**課題**. 原発性胆汁性肝硬変の症例報告の演題情報のうち、「演者 柳田 公彦(済生会唐津病院」から始まり「園田 孝志(済生会唐津病院 外科)」で終わる部分を、「共同演者」を「共著者」に置き換えて書き直してください。
===== 文書抜粋
セッション情報 一般演題

タイトル 163:

中心体型抗核抗体陽性かつ抗ミトコンドリア抗体陰性の原発性胆汁性肝硬変の一例

演者 柳田 公彦(済生会唐津病院 内科)
共同演者 八田 美幸(済生会唐津病院 内科), 萬年 孝太郎(済生会唐津病院 内科), 遠藤 広貴(済生会唐津病院 内科), 小島 昌貴(済生会唐津病院 内科), 千布 裕(済生会唐津病院 内科), 皆川 亮介(済生会唐津病院 外科), 園田 孝志(済生会唐津病院 外科)
抄録 【はじめに】原発性胆汁性肝硬変(以下PBC)は抗ミトコンドリア抗体(AMA)陽性を特徴とする自己免疫性肝疾患であるが、時にAMA陰性であるにも関わらず病態はPBCに矛盾しない例が見られる。今回我々は中心体型抗核抗体(ANA)陽性かつAMA陰性であり、組織学的及び臨床経過上PBCとして矛盾しない例を経験した。【症例】 1947年生まれの女性。家族歴に特記事項なし。飲酒歴なし。喫煙は15本/日。既往歴に高脂血症及び胃潰瘍あり。2001年(54才)の近医における血液検査で肝障害を認めるも脂肪肝によるものと説明されていた。2002年(55才)の検査では肝障害を認めなかったが、2005年6月(57才)より再び肝障害を認め、2006年1月(58才)増悪したため当院紹介された。AST 96 IU/L, ALT 127 IU/L, LDH 270 IU/L, ALP 823 IU/L, γ-GTP 220 IU/L, TP 8.4 g/dl (Alb 50.9%, γ-glob 30.0%), IgG 2738 mg/dl, IgM 314 mg/dl, HBs Ag(-), HCV Ab(-), AMA (-), ANA x40 (Speckled x40, Centrosome x160), ASMA >x640,肝生検にて門脈域の軽度の線維化、リンパ球、好酸球、形質細胞浸潤に伴う胆管破壊像、胆管細胞の変性及び肉芽腫を認めた。小葉内肝細胞の壊死炎症反応に乏しく、肝細胞への脂肪変性は軽度であった。ウルソ600mg/日内服開始後1ヶ月でAST 40 IU/L, ALT 46 IU/L, ALP 368 IU/Lと肝機能の著明な改善が得られた。【考察】自己抗体のパターンは自己免疫性肝炎を思わせるが、上記の所見はPBCスコア32点でPBC確診例、AIHスコア7点でAIH否定的となる。またウルソ投与後の経過もPBCとして矛盾しないと考えられた。中心体型の抗核抗体は出現頻度が希であり不明な点が多い。若干の文献的考察並びに当院の他のPBC症例との病態の比較を加え報告する。
==========
===== データ内容
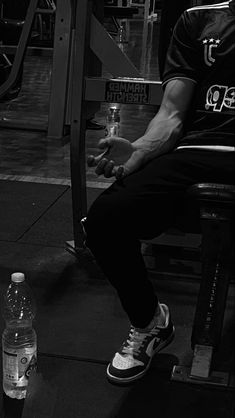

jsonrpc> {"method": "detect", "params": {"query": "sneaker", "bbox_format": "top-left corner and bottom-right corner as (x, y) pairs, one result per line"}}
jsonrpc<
(107, 304), (175, 384)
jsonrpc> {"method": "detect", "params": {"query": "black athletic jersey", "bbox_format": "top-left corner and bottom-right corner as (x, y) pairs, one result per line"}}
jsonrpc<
(163, 0), (235, 147)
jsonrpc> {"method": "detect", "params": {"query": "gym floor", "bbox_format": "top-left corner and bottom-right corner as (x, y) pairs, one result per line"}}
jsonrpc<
(0, 14), (235, 418)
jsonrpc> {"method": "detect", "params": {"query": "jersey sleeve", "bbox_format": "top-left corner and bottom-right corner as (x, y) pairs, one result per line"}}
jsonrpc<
(162, 11), (201, 87)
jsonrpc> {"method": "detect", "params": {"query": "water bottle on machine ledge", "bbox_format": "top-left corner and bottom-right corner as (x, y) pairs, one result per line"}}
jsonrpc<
(2, 273), (37, 399)
(105, 106), (120, 136)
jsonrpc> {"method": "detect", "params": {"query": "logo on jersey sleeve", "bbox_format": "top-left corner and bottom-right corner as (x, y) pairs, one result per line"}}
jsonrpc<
(205, 84), (235, 112)
(202, 37), (220, 67)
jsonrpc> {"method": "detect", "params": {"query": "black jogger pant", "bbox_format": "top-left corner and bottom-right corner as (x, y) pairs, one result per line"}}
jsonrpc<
(86, 149), (235, 328)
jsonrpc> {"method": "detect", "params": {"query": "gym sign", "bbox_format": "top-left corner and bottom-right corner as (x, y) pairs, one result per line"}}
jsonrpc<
(105, 80), (149, 105)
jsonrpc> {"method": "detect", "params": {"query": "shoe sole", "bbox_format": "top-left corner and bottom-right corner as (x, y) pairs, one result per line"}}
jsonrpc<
(107, 326), (175, 384)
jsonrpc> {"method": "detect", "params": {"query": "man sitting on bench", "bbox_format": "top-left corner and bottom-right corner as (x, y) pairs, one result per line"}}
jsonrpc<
(85, 0), (235, 383)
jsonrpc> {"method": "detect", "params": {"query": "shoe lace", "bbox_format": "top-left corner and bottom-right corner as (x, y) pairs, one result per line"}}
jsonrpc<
(122, 327), (149, 355)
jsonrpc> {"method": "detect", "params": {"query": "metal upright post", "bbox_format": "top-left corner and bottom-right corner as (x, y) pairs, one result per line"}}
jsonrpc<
(70, 0), (91, 250)
(48, 0), (72, 139)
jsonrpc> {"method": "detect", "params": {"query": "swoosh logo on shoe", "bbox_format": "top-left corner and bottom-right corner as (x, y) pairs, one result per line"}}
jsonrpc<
(146, 337), (161, 357)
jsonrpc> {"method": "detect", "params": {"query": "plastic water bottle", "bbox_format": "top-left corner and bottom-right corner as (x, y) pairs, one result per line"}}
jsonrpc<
(2, 273), (37, 399)
(105, 106), (120, 136)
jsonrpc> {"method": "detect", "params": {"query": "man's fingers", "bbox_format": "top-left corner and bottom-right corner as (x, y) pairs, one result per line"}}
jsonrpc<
(112, 165), (125, 180)
(95, 158), (108, 176)
(87, 148), (109, 167)
(104, 160), (114, 177)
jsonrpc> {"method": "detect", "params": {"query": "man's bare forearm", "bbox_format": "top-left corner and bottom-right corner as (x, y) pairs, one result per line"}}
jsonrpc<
(132, 115), (183, 162)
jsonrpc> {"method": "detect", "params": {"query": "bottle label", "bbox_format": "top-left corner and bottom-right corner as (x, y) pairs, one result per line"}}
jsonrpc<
(105, 124), (120, 137)
(3, 347), (37, 387)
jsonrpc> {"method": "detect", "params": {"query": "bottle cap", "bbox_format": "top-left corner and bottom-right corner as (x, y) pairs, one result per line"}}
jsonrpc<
(11, 272), (25, 283)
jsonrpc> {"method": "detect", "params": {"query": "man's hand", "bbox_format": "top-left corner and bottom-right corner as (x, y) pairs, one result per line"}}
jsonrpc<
(87, 136), (145, 179)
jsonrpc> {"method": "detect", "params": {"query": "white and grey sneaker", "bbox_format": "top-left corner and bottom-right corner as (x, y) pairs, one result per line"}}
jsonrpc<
(107, 304), (175, 384)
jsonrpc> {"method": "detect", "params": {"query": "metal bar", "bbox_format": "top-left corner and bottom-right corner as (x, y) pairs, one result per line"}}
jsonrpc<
(70, 0), (90, 249)
(90, 15), (140, 77)
(0, 0), (38, 98)
(48, 0), (72, 139)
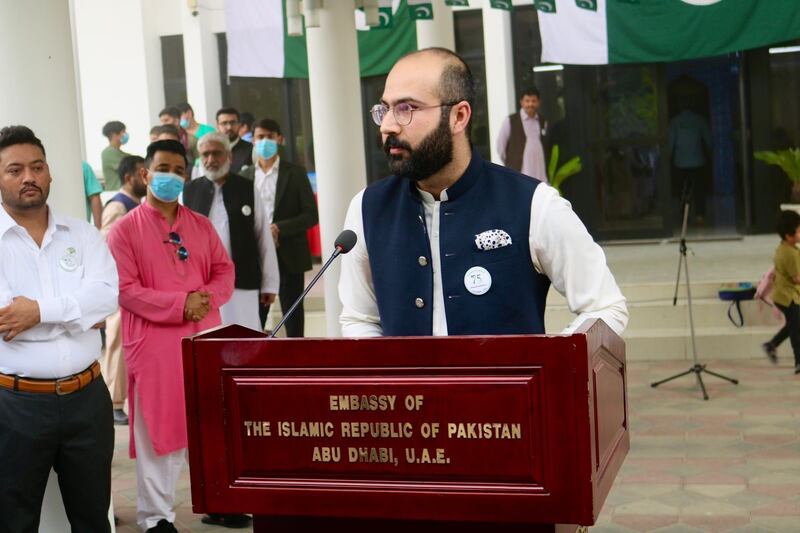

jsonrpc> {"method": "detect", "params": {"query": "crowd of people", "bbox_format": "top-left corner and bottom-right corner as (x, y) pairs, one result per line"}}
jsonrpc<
(0, 103), (318, 531)
(0, 48), (628, 532)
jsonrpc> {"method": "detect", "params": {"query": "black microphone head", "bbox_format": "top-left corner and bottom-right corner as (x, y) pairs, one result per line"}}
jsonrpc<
(333, 229), (358, 254)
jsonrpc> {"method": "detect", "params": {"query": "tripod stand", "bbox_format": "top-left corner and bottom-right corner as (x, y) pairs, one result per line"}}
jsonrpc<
(650, 195), (739, 400)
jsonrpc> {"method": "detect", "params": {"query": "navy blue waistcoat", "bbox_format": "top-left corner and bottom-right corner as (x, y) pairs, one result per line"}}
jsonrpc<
(106, 192), (139, 213)
(362, 151), (550, 336)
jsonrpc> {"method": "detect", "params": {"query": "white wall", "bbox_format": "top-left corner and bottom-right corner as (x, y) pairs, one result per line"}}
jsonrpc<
(75, 0), (166, 177)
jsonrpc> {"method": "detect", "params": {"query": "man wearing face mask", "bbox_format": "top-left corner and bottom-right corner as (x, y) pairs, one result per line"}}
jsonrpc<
(100, 120), (129, 191)
(242, 118), (319, 337)
(183, 133), (279, 331)
(108, 140), (234, 532)
(100, 155), (147, 425)
(339, 48), (628, 337)
(217, 107), (253, 174)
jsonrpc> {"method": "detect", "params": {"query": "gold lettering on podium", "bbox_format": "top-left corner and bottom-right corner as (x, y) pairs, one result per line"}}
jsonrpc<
(244, 394), (527, 467)
(447, 422), (522, 440)
(328, 394), (397, 411)
(244, 420), (272, 437)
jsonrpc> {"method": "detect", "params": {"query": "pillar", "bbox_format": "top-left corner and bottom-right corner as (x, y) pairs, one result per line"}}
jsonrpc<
(483, 0), (517, 163)
(0, 0), (86, 219)
(75, 0), (164, 172)
(180, 2), (222, 125)
(306, 0), (367, 337)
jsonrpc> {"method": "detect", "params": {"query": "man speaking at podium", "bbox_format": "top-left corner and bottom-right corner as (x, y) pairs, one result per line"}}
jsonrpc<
(339, 48), (628, 337)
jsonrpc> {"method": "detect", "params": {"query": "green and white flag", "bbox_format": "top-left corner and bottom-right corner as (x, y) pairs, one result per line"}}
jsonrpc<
(534, 0), (800, 65)
(489, 0), (512, 11)
(408, 0), (433, 20)
(225, 0), (417, 78)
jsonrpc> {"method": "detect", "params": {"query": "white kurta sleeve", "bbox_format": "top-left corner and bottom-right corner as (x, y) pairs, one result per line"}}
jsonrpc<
(339, 190), (383, 337)
(529, 183), (628, 334)
(495, 117), (511, 165)
(253, 193), (281, 294)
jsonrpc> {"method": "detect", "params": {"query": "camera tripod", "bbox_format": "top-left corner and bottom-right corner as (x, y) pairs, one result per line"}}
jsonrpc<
(650, 196), (739, 400)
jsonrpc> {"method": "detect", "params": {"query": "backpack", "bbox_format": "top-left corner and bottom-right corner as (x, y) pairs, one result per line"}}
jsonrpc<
(718, 282), (756, 328)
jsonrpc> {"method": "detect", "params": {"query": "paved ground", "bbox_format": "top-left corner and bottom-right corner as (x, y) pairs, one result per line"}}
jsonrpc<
(108, 235), (800, 533)
(113, 359), (800, 533)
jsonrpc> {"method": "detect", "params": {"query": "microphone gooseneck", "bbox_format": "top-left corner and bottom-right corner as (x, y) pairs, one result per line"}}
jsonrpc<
(269, 229), (358, 338)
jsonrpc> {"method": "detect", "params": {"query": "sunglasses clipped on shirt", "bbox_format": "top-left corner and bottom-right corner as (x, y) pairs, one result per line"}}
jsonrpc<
(164, 231), (189, 261)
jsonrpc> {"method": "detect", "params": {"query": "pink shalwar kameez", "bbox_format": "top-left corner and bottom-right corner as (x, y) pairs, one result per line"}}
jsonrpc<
(108, 202), (234, 457)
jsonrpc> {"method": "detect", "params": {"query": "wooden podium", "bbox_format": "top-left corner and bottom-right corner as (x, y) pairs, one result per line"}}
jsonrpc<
(183, 320), (630, 533)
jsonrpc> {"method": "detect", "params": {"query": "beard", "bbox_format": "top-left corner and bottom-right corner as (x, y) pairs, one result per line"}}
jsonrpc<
(383, 114), (453, 181)
(202, 161), (231, 181)
(2, 185), (50, 210)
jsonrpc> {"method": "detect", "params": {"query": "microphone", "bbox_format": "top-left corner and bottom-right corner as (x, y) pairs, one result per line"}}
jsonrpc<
(269, 229), (358, 339)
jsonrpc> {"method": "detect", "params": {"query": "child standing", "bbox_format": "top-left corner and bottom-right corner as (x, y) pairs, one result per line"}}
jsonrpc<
(763, 211), (800, 374)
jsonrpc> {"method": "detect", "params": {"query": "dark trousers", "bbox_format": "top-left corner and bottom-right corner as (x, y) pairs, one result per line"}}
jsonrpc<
(0, 378), (114, 533)
(259, 271), (306, 337)
(769, 303), (800, 365)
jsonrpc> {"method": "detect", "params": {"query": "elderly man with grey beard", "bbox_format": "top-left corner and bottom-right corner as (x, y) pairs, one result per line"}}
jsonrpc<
(183, 132), (280, 331)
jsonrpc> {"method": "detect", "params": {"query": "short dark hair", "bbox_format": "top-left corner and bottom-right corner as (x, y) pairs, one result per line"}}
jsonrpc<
(398, 46), (476, 108)
(158, 106), (181, 119)
(103, 120), (127, 139)
(117, 155), (144, 182)
(398, 46), (477, 138)
(150, 124), (181, 138)
(145, 139), (188, 168)
(253, 118), (283, 135)
(519, 85), (542, 100)
(775, 211), (800, 240)
(0, 126), (47, 156)
(215, 107), (242, 122)
(239, 111), (256, 130)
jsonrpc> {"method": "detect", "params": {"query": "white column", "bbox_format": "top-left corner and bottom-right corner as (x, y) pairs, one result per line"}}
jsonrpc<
(483, 0), (517, 163)
(180, 2), (222, 124)
(75, 0), (164, 177)
(306, 0), (367, 337)
(0, 0), (86, 220)
(417, 0), (456, 51)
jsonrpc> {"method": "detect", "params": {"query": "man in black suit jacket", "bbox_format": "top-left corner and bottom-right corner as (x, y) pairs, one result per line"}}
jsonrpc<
(242, 119), (319, 337)
(217, 107), (253, 174)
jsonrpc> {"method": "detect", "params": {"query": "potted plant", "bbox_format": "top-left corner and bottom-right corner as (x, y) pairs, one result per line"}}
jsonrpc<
(753, 148), (800, 212)
(547, 144), (583, 194)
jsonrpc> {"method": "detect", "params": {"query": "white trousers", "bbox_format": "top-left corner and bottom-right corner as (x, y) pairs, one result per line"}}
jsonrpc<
(219, 289), (264, 331)
(133, 393), (186, 530)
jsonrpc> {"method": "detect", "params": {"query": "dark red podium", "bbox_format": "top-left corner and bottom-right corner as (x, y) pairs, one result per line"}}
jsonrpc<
(183, 321), (630, 533)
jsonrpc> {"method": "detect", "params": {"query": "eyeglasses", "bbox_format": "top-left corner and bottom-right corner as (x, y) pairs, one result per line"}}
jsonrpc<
(369, 100), (460, 126)
(164, 231), (189, 261)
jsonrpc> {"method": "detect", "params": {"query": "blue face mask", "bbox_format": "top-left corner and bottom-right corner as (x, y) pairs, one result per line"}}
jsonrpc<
==========
**解答**.
演者 柳田 公彦(済生会唐津病院 内科)
共著者 八田 美幸(済生会唐津病院 内科), 萬年 孝太郎(済生会唐津病院 内科), 遠藤 広貴(済生会唐津病院 内科), 小島 昌貴(済生会唐津病院 内科), 千布 裕(済生会唐津病院 内科), 皆川 亮介(済生会唐津病院 外科), 園田 孝志(済生会唐津病院 外科)